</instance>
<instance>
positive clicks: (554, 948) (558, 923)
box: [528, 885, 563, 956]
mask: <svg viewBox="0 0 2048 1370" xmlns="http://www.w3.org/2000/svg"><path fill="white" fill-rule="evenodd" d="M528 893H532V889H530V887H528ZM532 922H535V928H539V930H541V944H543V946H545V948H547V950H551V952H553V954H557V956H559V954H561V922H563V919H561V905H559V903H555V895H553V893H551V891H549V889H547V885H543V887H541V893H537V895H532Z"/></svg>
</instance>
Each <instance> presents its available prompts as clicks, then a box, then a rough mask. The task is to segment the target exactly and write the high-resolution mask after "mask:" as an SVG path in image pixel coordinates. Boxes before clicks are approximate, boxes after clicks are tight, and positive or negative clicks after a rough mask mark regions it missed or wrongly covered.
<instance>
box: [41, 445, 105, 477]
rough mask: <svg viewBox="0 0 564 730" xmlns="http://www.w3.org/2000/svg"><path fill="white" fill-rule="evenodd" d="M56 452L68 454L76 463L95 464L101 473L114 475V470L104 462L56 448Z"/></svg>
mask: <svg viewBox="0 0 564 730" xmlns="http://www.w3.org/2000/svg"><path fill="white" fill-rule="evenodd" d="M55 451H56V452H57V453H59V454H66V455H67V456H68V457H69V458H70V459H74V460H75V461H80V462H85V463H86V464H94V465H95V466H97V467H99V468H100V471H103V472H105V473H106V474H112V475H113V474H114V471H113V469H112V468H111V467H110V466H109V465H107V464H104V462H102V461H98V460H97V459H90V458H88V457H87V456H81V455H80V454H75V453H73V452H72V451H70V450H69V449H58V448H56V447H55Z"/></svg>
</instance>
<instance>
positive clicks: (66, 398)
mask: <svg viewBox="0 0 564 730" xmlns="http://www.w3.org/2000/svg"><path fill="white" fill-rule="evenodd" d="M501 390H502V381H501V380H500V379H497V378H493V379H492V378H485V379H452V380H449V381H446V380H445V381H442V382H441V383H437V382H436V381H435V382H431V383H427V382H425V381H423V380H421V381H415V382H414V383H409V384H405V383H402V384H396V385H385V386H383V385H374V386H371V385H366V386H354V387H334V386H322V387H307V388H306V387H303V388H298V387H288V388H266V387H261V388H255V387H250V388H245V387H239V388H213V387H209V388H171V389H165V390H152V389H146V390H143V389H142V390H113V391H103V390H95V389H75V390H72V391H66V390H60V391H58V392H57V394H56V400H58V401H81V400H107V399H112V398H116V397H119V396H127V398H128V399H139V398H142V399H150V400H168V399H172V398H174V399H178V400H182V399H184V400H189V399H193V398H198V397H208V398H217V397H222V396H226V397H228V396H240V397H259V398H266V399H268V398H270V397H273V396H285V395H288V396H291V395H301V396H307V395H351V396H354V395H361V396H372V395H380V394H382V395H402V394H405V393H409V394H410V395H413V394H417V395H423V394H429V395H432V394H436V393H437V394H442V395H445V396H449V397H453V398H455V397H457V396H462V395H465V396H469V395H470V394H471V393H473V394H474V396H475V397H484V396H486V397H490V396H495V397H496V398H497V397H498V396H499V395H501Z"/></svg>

-*-

• _INSTRUCTIONS TO FOLLOW_: Please return the full listing exactly as it appears.

• _RESPONSE TO THE TASK_:
</instance>
<instance>
positive clicks: (554, 948) (558, 923)
box: [528, 885, 563, 956]
mask: <svg viewBox="0 0 2048 1370" xmlns="http://www.w3.org/2000/svg"><path fill="white" fill-rule="evenodd" d="M528 893H532V889H530V887H528ZM532 922H535V928H539V930H541V944H543V946H545V948H547V950H551V952H553V954H557V956H559V954H561V922H563V919H561V905H559V903H555V895H553V893H551V891H549V889H547V885H543V887H541V893H537V895H532Z"/></svg>
</instance>
Each <instance> presents its available prompts as clicks, then a box, then a rough mask. The task is to segment the target exactly and write the high-resolution mask after "mask:" as an SVG path in image pixel coordinates. Boxes before clicks are approximate, boxes after clicks are tight, and positive or negative clicks after a rough mask mark regions it missed or wrongly covered.
<instance>
box: [41, 445, 105, 477]
rough mask: <svg viewBox="0 0 564 730" xmlns="http://www.w3.org/2000/svg"><path fill="white" fill-rule="evenodd" d="M56 452L68 454L76 463L95 464L101 473L114 475V470L104 462L56 448Z"/></svg>
mask: <svg viewBox="0 0 564 730" xmlns="http://www.w3.org/2000/svg"><path fill="white" fill-rule="evenodd" d="M55 451H56V452H57V453H59V454H66V455H67V456H68V457H69V458H70V459H74V460H75V461H80V462H85V463H86V464H94V465H95V466H97V467H99V468H100V471H103V472H105V473H106V474H112V475H113V474H114V471H113V469H112V468H111V467H110V466H109V465H107V464H104V462H102V461H98V460H97V459H90V458H88V457H87V456H81V455H80V454H75V453H73V452H72V451H70V450H69V449H58V448H56V447H55Z"/></svg>
</instance>
<instance>
positive clicks: (66, 398)
mask: <svg viewBox="0 0 564 730" xmlns="http://www.w3.org/2000/svg"><path fill="white" fill-rule="evenodd" d="M501 390H502V381H501V380H500V379H497V378H493V379H492V378H485V379H452V380H449V381H446V380H445V381H442V382H441V383H437V382H436V381H435V382H431V383H427V382H425V381H423V380H421V381H415V382H414V383H409V384H405V383H402V384H396V385H385V386H383V385H374V386H371V385H366V386H354V387H334V386H322V387H307V388H306V387H303V388H298V387H288V388H266V387H261V388H255V387H250V388H245V387H239V388H213V387H209V388H171V389H165V390H152V389H146V390H143V389H142V390H113V391H103V390H95V389H75V390H72V391H66V390H60V391H58V392H57V394H56V400H58V401H81V400H107V399H112V398H116V397H119V396H127V398H128V399H139V398H142V399H150V400H168V399H172V398H174V399H178V400H182V399H184V400H189V399H193V398H198V397H208V398H217V397H222V396H226V397H228V396H240V397H259V398H266V399H268V398H270V397H273V396H285V395H288V396H291V395H301V396H307V395H351V396H354V395H361V396H372V395H380V394H382V395H402V394H405V393H409V394H410V395H413V394H417V395H423V394H429V395H432V394H436V393H437V394H442V395H445V396H449V397H453V398H455V397H457V396H462V395H465V396H469V395H470V394H471V393H473V394H474V396H475V397H484V396H486V397H490V396H495V397H496V398H497V397H498V396H499V395H501Z"/></svg>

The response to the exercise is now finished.